WRITTEN TASK A: List every line of the records that contains the string "prints".

PASSAGE:
------------

He added: “Once solemn business returns to the sheriff courts, that lack of capacity will create significant delays. We are looking at, and need to find, alternatives, if we are to make any inroads into the increasing numbers of outstanding cases.”

In adapting the court system in light of the current crisis, the judge said that we “need to stop thinking about tinkering at the edges” in finding a solution.

“There is a keenness across the justice sector to find ways to address the serious backlog of solemn cases. Having the responsibility for the efficient disposal of business in the courts, it is my highest priority. I have been absolutely clear that I will not contemplate any measure to aid recovery which might compromise the basic principle of a fair trial.”

He said, however, that none of the solutions suggested so far “come close to offering practical answers to what are real difficulties”.

“They are simply tinkering at the margins of a major problem which, as long as social distancing and self-isolation are in place, requires a political solution.”

The Lord President also expressed gratitude to those involved in maintaining the justice system during lockdown.

He said: “I would like to thank everyone involved in keeping the wheels of justice turning as far as has been possible in these constrained times. The legal professions, SCTS staff, the judiciary, justice agencies and third sector bodies have all made great efforts to find ways to get as much business done as possible and to contribute to the planning of what will be a challenging future.

“What will emerge in time will, hopefully, be a progressive, desirable and reformed justice system in which we will all have a role to play.”

------------

WRITTEN TASK B:
Answer these questions from the passage on the court backlog:
(i) What will the lack of capacity create once solemn business returns to the sheriff courts?
(ii) What kind of measure to aid recovery will the Lord President not contemplate?
(iii) As long as social distancing and self-isolation are in place, what does the major problem require?

RECORDS TO PROCESS:
------------

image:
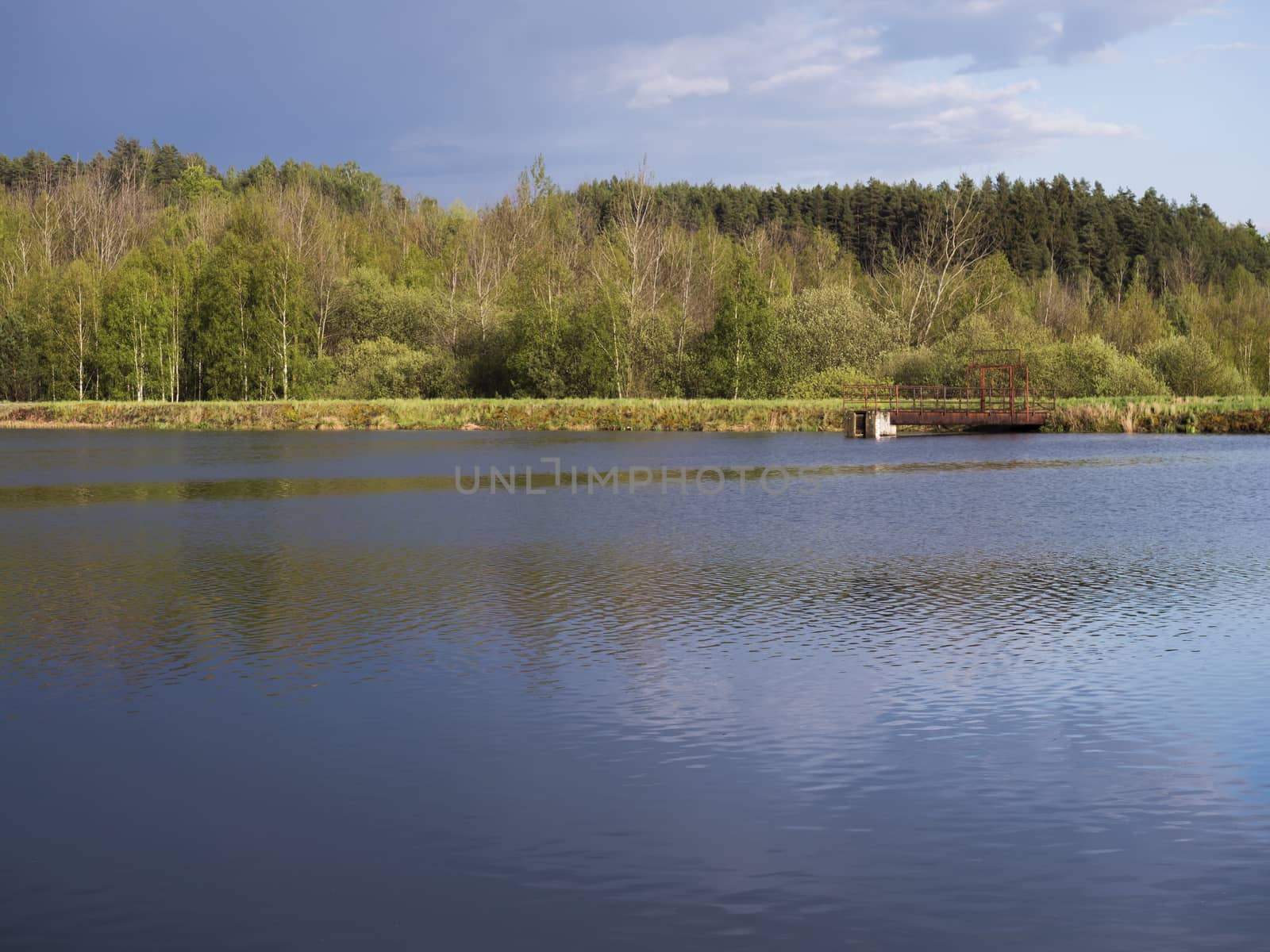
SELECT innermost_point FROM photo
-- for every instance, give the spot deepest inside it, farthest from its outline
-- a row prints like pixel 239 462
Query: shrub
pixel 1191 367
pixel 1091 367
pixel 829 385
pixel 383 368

------------

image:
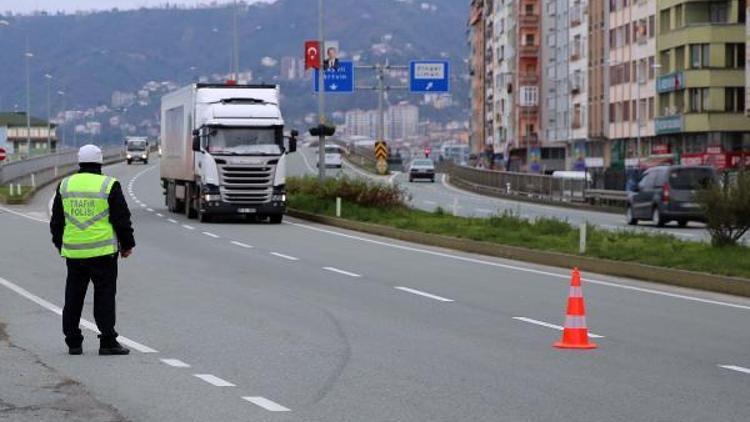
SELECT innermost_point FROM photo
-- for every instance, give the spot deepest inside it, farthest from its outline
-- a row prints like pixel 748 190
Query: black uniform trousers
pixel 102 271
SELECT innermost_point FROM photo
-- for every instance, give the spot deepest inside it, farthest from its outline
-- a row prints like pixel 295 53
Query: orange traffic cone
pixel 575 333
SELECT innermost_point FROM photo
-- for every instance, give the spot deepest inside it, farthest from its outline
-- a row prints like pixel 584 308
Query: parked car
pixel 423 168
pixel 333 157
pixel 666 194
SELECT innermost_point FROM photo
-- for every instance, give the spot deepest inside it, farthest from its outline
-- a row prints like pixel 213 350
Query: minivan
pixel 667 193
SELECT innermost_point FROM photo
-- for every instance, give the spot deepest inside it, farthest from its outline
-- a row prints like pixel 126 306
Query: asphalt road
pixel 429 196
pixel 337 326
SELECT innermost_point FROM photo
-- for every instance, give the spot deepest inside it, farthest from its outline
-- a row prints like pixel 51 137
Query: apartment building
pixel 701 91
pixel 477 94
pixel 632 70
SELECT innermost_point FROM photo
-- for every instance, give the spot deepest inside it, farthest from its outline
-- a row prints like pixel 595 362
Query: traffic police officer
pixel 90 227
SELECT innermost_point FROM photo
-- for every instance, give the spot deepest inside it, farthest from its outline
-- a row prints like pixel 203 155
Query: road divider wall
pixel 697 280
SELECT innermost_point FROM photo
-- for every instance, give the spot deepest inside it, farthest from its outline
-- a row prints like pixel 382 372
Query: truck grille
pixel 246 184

------------

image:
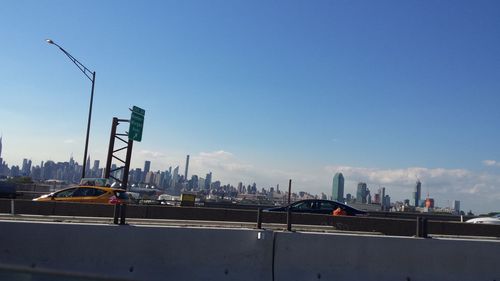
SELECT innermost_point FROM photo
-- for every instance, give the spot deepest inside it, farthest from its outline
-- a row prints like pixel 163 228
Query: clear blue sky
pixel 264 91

------------

WORKED SOLUTION A:
-- a row prints like pixel 239 462
-- a row prints like pixel 748 190
-- a row prints like pixel 295 53
-- a row prints like pixel 584 308
-- a row prints like pixel 213 350
-- a row prints like pixel 126 306
-- a row prints like pixel 51 137
-- a row prints like pixel 595 362
-- a row prints like pixel 203 155
-- a row prints like pixel 382 372
-- a row prints like pixel 163 228

WORKED SOLUTION B:
(i) Significant delays.
(ii) Any measure that might compromise the basic principle of a fair trial.
(iii) A political solution.